◆ INFORMATION SHOWN ◆
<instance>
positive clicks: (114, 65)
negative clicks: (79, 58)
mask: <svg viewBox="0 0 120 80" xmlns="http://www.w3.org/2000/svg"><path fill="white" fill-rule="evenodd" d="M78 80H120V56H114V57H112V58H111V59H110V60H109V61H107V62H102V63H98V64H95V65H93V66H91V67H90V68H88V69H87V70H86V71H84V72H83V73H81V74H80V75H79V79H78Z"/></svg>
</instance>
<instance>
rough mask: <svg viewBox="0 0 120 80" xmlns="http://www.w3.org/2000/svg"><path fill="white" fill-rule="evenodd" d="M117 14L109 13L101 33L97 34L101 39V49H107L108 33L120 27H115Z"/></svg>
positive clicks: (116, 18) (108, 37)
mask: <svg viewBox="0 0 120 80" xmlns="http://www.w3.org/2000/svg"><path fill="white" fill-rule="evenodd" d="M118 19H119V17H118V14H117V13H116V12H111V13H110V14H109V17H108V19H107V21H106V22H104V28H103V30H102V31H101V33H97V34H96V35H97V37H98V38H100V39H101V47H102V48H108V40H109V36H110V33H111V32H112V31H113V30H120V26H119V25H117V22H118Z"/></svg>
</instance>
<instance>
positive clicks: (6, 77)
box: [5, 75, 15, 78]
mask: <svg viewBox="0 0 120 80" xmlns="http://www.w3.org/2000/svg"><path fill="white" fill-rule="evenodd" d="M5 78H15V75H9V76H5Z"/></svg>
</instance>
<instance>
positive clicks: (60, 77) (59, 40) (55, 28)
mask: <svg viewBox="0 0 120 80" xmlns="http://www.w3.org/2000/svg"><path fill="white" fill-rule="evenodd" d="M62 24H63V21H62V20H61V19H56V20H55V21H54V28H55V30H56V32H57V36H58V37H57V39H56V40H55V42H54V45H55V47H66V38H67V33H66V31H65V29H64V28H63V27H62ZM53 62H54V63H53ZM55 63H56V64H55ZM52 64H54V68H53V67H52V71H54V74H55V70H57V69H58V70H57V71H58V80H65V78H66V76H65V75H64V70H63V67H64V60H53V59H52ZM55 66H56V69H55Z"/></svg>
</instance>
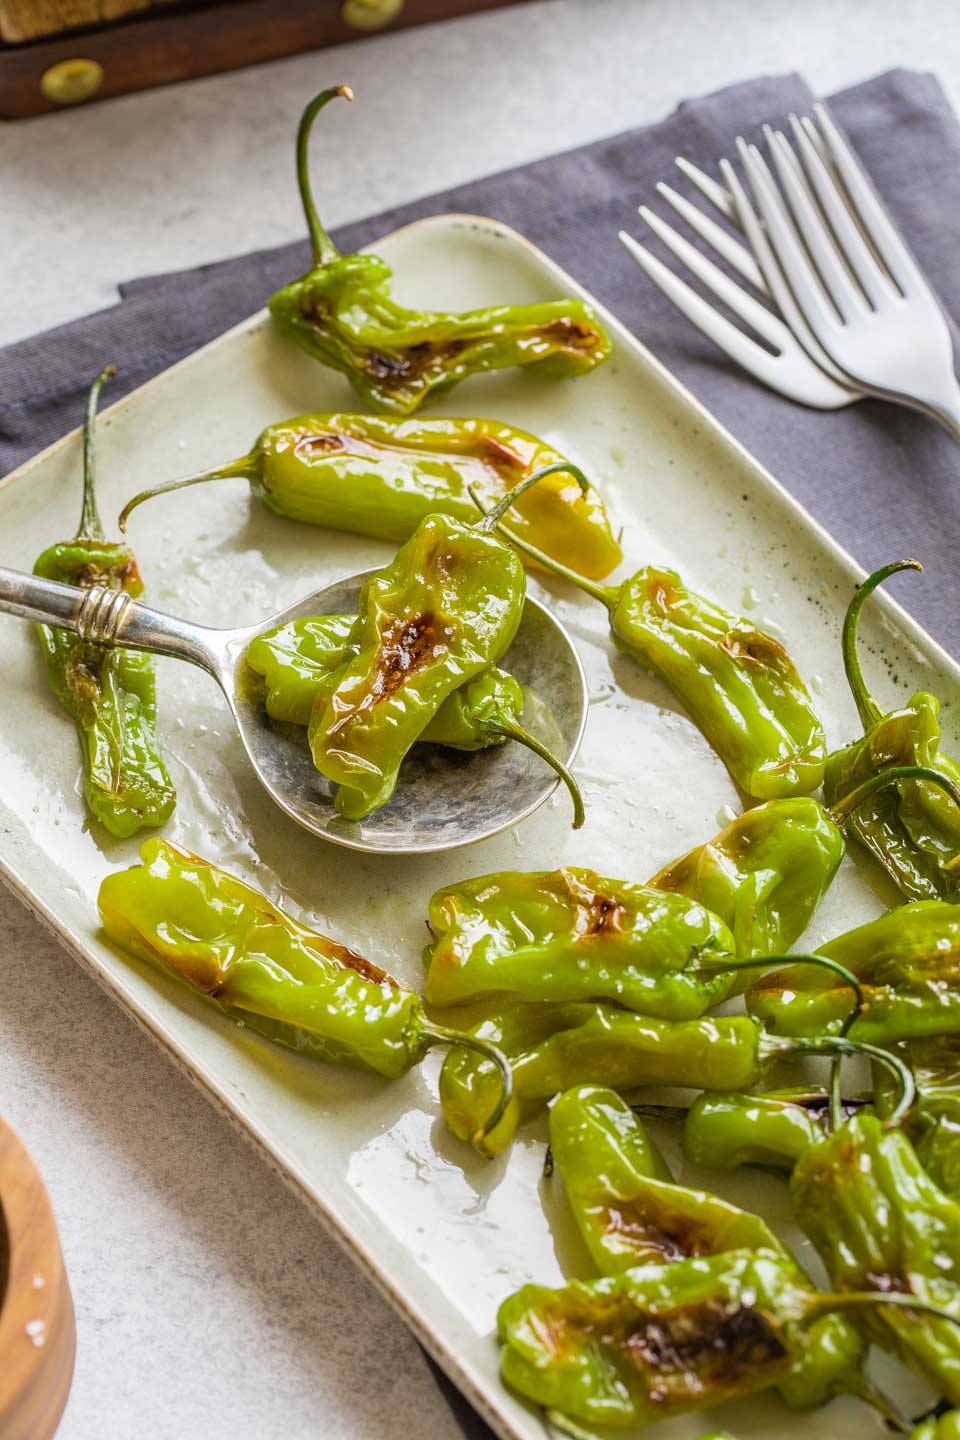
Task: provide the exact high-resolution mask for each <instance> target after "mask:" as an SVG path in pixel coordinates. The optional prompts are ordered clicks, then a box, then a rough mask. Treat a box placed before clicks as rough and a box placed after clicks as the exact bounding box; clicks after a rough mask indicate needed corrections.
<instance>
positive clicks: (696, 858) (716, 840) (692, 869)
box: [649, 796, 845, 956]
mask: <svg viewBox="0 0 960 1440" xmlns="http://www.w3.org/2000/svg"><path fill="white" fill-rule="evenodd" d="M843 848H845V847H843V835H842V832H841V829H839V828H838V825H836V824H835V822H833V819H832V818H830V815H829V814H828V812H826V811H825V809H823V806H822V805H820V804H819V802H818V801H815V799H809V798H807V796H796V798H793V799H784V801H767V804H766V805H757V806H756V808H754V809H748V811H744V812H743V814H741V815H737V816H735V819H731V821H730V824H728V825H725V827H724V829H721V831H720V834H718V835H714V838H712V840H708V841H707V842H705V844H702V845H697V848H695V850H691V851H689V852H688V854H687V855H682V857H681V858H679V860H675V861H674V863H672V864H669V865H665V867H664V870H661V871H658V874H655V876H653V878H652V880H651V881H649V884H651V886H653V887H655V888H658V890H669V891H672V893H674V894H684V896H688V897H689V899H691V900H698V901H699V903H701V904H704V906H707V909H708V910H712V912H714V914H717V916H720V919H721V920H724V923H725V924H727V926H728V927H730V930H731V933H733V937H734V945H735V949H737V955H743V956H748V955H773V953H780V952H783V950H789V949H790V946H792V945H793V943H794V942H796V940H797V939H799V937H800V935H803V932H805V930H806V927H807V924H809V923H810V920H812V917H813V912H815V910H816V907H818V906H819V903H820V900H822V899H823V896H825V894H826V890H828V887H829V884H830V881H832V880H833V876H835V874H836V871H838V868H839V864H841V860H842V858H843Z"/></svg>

◆ PROBLEM DESCRIPTION ◆
Make an exact copy of the listing. Leave its pictures out.

◆ EXERCISE ANSWER ◆
<instance>
positive clicks: (114, 65)
negative clicks: (79, 58)
mask: <svg viewBox="0 0 120 80" xmlns="http://www.w3.org/2000/svg"><path fill="white" fill-rule="evenodd" d="M78 80H120V56H114V57H112V58H111V59H110V60H109V61H107V62H102V63H98V64H95V65H93V66H91V67H90V68H88V69H87V70H86V71H84V72H83V73H81V74H80V75H79V79H78Z"/></svg>
</instance>
<instance>
rough mask: <svg viewBox="0 0 120 80" xmlns="http://www.w3.org/2000/svg"><path fill="white" fill-rule="evenodd" d="M117 14L109 13L101 33L97 34L101 39V49H107L108 33L120 27H115Z"/></svg>
positive clicks: (116, 18) (108, 37)
mask: <svg viewBox="0 0 120 80" xmlns="http://www.w3.org/2000/svg"><path fill="white" fill-rule="evenodd" d="M118 19H119V17H118V14H117V13H116V12H111V13H110V14H109V17H108V19H107V21H106V22H104V28H103V30H102V31H101V33H97V34H96V35H97V37H98V38H100V39H101V47H102V48H108V40H109V36H110V33H111V32H112V31H113V30H120V26H119V25H117V22H118Z"/></svg>
</instance>
<instance>
positive clicks: (6, 77)
box: [5, 75, 15, 78]
mask: <svg viewBox="0 0 120 80" xmlns="http://www.w3.org/2000/svg"><path fill="white" fill-rule="evenodd" d="M5 78H15V75H9V76H5Z"/></svg>
</instance>
<instance>
positive clicks: (60, 77) (59, 40) (55, 28)
mask: <svg viewBox="0 0 120 80" xmlns="http://www.w3.org/2000/svg"><path fill="white" fill-rule="evenodd" d="M62 24H63V21H62V20H61V19H56V20H55V21H54V28H55V30H56V32H57V36H58V37H57V39H56V40H55V42H54V45H55V47H66V38H67V33H66V31H65V29H64V28H63V27H62ZM53 62H54V63H53ZM55 63H56V64H55ZM52 64H54V68H53V67H52V71H54V74H55V70H57V69H58V70H57V71H58V80H65V78H66V76H65V75H64V70H63V67H64V60H53V59H52ZM55 66H56V69H55Z"/></svg>
</instance>
Task: provide the exact high-resolution mask for each <instance> target after "mask:" as an SVG path in pixel coordinates. The optional prompts are ordered clicks, then a box, then a rough mask. Treat a box placed before clicks as rough and a box placed after clicks as the exact bounding box; clicks after a rough mask indicate needed corrections.
<instance>
positive clicks: (696, 858) (716, 840) (692, 869)
box: [649, 796, 845, 956]
mask: <svg viewBox="0 0 960 1440" xmlns="http://www.w3.org/2000/svg"><path fill="white" fill-rule="evenodd" d="M843 848H845V847H843V835H842V832H841V829H839V828H838V825H836V824H835V822H833V819H832V818H830V815H829V814H828V812H826V811H825V809H823V806H822V805H820V804H819V802H818V801H815V799H809V798H807V796H796V798H793V799H784V801H767V804H766V805H757V806H756V808H754V809H748V811H744V812H743V814H741V815H737V816H735V819H731V821H730V824H728V825H725V827H724V829H721V831H720V834H718V835H714V838H712V840H708V841H707V842H705V844H702V845H697V848H695V850H691V851H689V852H688V854H687V855H682V857H681V858H679V860H675V861H674V863H672V864H669V865H665V867H664V870H661V871H658V874H655V876H653V878H652V880H651V881H649V884H651V886H653V887H655V888H658V890H669V891H672V893H674V894H684V896H688V897H689V899H691V900H698V901H699V903H701V904H704V906H707V909H708V910H712V912H714V914H717V916H720V919H721V920H724V923H725V924H727V926H728V927H730V930H731V933H733V937H734V945H735V949H737V955H743V956H748V955H773V953H780V952H783V950H789V949H790V946H792V945H793V943H794V942H796V940H797V939H799V937H800V935H803V932H805V930H806V927H807V924H809V923H810V920H812V917H813V912H815V910H816V907H818V906H819V903H820V900H822V899H823V896H825V894H826V890H828V887H829V884H830V881H832V880H833V876H835V874H836V871H838V868H839V864H841V860H842V858H843Z"/></svg>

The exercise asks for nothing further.